::: Given entries :::

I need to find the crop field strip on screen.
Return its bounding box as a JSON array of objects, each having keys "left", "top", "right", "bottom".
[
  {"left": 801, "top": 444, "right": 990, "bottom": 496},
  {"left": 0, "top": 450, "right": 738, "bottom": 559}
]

:::

§ What to do
Please rewrite the rows above, putting "farmland strip" in place of "crop field strip" and leaving all else unchanged.

§ Written reply
I need to find the farmland strip on screen.
Return its bounding box as a JSON array of objects, each having keys "left", "top", "right", "bottom".
[
  {"left": 801, "top": 444, "right": 990, "bottom": 496},
  {"left": 0, "top": 450, "right": 738, "bottom": 559}
]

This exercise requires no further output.